→ **Supplied material**

## START

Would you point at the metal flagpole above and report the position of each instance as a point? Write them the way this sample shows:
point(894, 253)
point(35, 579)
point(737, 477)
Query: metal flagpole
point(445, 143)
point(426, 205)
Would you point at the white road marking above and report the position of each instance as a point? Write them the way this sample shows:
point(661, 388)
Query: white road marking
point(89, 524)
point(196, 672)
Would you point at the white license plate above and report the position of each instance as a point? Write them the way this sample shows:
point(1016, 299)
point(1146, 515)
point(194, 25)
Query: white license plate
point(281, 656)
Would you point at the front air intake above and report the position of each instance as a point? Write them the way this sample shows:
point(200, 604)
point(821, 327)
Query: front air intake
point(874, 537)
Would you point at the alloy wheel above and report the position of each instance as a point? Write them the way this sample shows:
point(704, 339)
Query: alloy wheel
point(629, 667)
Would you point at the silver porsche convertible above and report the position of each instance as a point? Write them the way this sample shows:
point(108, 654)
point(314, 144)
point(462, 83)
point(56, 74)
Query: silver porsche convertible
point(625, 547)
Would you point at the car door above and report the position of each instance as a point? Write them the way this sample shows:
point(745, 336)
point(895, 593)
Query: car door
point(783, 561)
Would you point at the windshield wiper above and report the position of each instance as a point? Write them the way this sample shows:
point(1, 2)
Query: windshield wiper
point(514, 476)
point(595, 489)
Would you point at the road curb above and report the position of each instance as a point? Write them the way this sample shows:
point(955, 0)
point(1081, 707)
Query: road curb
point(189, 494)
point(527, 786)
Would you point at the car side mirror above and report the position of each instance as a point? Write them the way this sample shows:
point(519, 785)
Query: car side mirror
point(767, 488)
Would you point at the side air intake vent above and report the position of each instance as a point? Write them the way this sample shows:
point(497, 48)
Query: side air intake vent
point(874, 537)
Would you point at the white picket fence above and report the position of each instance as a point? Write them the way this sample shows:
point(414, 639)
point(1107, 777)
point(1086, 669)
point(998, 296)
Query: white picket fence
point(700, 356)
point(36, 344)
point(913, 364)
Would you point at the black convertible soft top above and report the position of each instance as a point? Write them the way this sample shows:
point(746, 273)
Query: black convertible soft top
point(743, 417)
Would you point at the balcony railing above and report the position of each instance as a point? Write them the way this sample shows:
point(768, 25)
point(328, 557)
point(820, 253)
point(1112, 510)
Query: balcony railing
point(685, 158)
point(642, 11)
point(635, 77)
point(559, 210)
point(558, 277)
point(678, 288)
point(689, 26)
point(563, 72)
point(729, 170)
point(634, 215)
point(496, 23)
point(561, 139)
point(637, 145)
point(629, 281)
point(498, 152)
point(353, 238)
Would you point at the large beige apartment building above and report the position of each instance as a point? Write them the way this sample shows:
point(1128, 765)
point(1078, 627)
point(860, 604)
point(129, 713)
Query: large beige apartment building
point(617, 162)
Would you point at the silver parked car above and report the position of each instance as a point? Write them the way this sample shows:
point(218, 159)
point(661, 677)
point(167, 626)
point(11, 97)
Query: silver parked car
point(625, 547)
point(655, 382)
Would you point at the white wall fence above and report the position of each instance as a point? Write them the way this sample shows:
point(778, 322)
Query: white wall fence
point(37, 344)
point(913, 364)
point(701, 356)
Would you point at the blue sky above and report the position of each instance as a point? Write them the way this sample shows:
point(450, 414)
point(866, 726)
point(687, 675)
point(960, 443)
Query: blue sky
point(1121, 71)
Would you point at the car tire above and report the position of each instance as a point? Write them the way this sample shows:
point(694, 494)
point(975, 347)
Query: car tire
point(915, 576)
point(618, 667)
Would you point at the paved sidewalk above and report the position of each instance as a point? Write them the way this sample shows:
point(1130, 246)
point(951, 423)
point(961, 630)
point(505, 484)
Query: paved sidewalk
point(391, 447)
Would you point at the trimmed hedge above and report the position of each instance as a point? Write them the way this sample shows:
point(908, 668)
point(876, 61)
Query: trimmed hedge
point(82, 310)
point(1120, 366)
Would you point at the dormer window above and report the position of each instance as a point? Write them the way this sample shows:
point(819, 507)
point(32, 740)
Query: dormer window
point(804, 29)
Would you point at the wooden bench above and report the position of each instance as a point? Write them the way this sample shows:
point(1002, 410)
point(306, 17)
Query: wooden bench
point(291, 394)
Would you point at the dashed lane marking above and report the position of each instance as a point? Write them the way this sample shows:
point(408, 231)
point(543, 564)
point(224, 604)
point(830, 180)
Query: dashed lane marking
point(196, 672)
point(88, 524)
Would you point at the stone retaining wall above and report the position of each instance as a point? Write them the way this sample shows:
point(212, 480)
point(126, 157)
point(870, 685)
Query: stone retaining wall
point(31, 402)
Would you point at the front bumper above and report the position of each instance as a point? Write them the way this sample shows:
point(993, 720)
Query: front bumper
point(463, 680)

## END

→ **Problem**
Rewrite all of the records above, changing "report the position" to "give the location" wherever it occurs and leaving every other word as it is.

→ **Exercise result**
Would you point at the metal flagpole above and give the location of each instance as a point? Write them the way this sample shows:
point(894, 253)
point(35, 579)
point(737, 477)
Query: metal flagpole
point(445, 143)
point(426, 205)
Would you point at the white road marking above and give the location of each instance as a point? Write them the way this sample shows:
point(661, 388)
Query: white road marking
point(89, 524)
point(196, 672)
Would you point at the white license plate above and give the location of each instance as a point? Write them the way this sample shows:
point(1016, 299)
point(1146, 515)
point(194, 25)
Query: white license plate
point(281, 656)
Would you point at the front air intake above and give the location of each instance as a point? Write them the way this sample shows:
point(200, 604)
point(821, 327)
Query: front air intake
point(874, 537)
Would you point at the alloy wheel above and give the location of each instance as a point? Write them the way this sample shows:
point(704, 339)
Query: alloy wheel
point(629, 667)
Would you point at the silver porsche convertible above and give the location of each instance as a point? Write them the way this sample shows:
point(108, 654)
point(314, 144)
point(462, 83)
point(56, 74)
Query: silver porsche convertible
point(625, 547)
Would you point at the car door above and give the location of each instance as a point? Write them the way this sample shows:
point(745, 336)
point(895, 593)
Query: car door
point(783, 561)
Would you point at the windshield wiper above and give the location of each instance as a point? Write them the way this sample shows:
point(1, 2)
Query: windshield wiper
point(514, 476)
point(595, 489)
Would you point at the road curb above and give the location of each instance as a point? Write them the way this sample shows:
point(955, 0)
point(1081, 707)
Query: road curb
point(189, 494)
point(527, 786)
Would you point at the car side mirror above and give the location of each instance as a point? Write them the way this sample shows:
point(519, 785)
Query: car side mirror
point(767, 488)
Would you point at the side air intake vent above and give the location of each instance as a point? Write them the way this sample shows:
point(497, 48)
Query: side air intake vent
point(874, 537)
Would you point at the white picket fence above and give the location of each instance as a point? Write them the way this sample shows:
point(414, 639)
point(1107, 777)
point(1086, 669)
point(998, 296)
Query: white picket fence
point(700, 356)
point(36, 344)
point(913, 364)
Would you point at the black convertible soft top above and give the location of each instance as a point? Write them the way this sample shows:
point(746, 273)
Query: black convertible soft top
point(743, 417)
Would you point at the balcony railing above and give the location of each instance as a point? Write them the way this sample shows:
point(768, 25)
point(328, 557)
point(820, 253)
point(1112, 510)
Query: balcony railing
point(685, 158)
point(642, 11)
point(635, 77)
point(559, 210)
point(558, 277)
point(678, 288)
point(689, 26)
point(563, 72)
point(729, 170)
point(634, 215)
point(496, 23)
point(561, 139)
point(637, 145)
point(629, 281)
point(498, 152)
point(353, 238)
Would you point at the large beige apartment building above and give the location of each instance as a point? Write them the way this sample shows:
point(1128, 765)
point(1078, 627)
point(860, 604)
point(129, 713)
Query: large beige apartment building
point(617, 162)
Would you point at the silver parked car above and give the location of each instance as a point? Write them the way this sample shows:
point(218, 159)
point(661, 677)
point(167, 626)
point(11, 97)
Query: silver parked car
point(625, 547)
point(655, 382)
Would you point at the white wall fence above and give the location of each instance as a point? Write them the way this sample shows:
point(778, 322)
Query: white wall fence
point(37, 344)
point(913, 364)
point(701, 356)
Would you point at the blue sky above and give the location of each instance as a point? Write them the way this sample shows:
point(450, 414)
point(866, 726)
point(687, 675)
point(960, 443)
Query: blue sky
point(1121, 71)
Would you point at the car tire above and give the location of each instance as a point? Write them the way this sample shows:
point(694, 494)
point(975, 347)
Query: car tire
point(915, 576)
point(618, 667)
Would you point at the paved sidewalk above and give the location of each instance as a point? Write them the way this sample shows:
point(1130, 246)
point(951, 423)
point(961, 630)
point(505, 484)
Query: paved sidewalk
point(391, 447)
Would you point at the trimmed hedge above and give the location of each instance as a point? Write them the way this sample shows:
point(908, 668)
point(876, 61)
Query: trimmed hedge
point(82, 310)
point(1120, 366)
Would you point at the dormer window above and give the location of each instance as a point? Write them the way this sample shows:
point(819, 507)
point(32, 740)
Query: dormer window
point(804, 29)
Would you point at the wooden bench above and give the location of each instance as a point? Write them the way this sample shows:
point(1002, 410)
point(306, 17)
Query: wooden bench
point(291, 394)
Would you point at the dashed lane marking above and give the location of each instance as a point? Write them the way this sample shows:
point(408, 231)
point(543, 564)
point(224, 604)
point(830, 180)
Query: dashed lane marking
point(196, 672)
point(88, 524)
Would you point at the stone retaining wall above and give the location of each instance as a point? Write them the way this sample shows:
point(212, 480)
point(126, 157)
point(870, 685)
Query: stone retaining wall
point(31, 402)
Would you point at the front bumper above and give the location of each instance as a point? Write them the way this sample shows:
point(993, 720)
Query: front bumper
point(463, 680)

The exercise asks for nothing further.